**The problem:** Transcribe every line of the material below exactly, leaving out the pictures.

**Collected data:**

· · · · ·

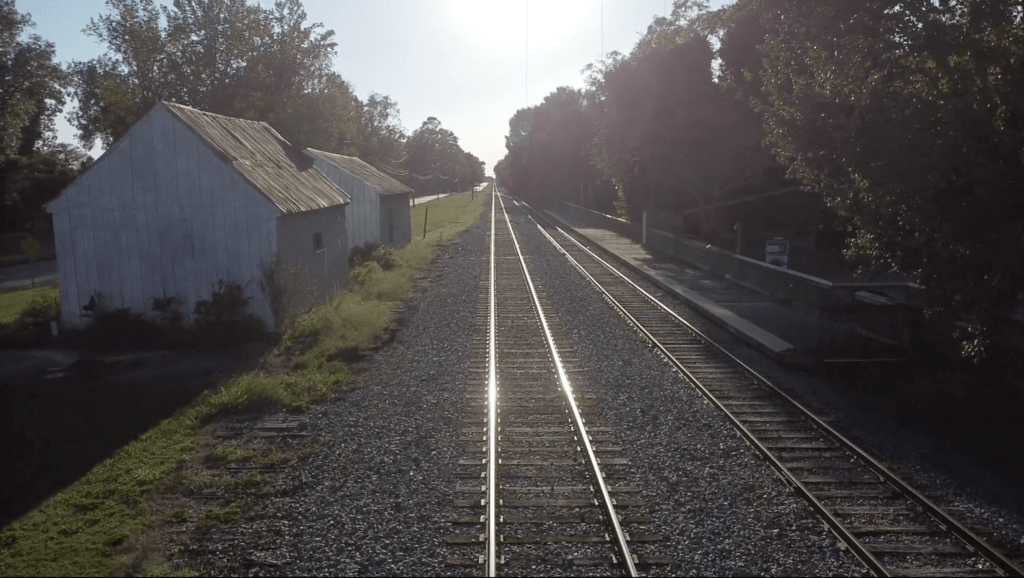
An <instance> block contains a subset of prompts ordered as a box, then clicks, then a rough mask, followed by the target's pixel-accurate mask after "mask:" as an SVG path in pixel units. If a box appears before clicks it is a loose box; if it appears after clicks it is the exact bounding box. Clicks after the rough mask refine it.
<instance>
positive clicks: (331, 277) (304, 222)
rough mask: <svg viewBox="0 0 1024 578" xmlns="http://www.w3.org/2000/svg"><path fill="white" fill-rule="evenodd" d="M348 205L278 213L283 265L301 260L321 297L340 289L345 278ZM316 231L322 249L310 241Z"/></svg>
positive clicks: (307, 273)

· · · · ·

**Solved problem:**
An <instance> block contains a subset of prompts ordered as a box, then clicks, then a rough mask, followed by the target's pixel-accurate mask after "mask:" as an SVG path in pixel units. If a box appears before clicks it is a loose box; if it appears after clicks it is the exact bounding box. Clicks after the rough mask refine it.
<instance>
positive clicks: (331, 277) (304, 222)
rough mask: <svg viewBox="0 0 1024 578" xmlns="http://www.w3.org/2000/svg"><path fill="white" fill-rule="evenodd" d="M348 205L278 213L283 265L301 260L321 297L340 289L345 278ZM316 231L322 249L310 241Z"/></svg>
positive clicks: (307, 273)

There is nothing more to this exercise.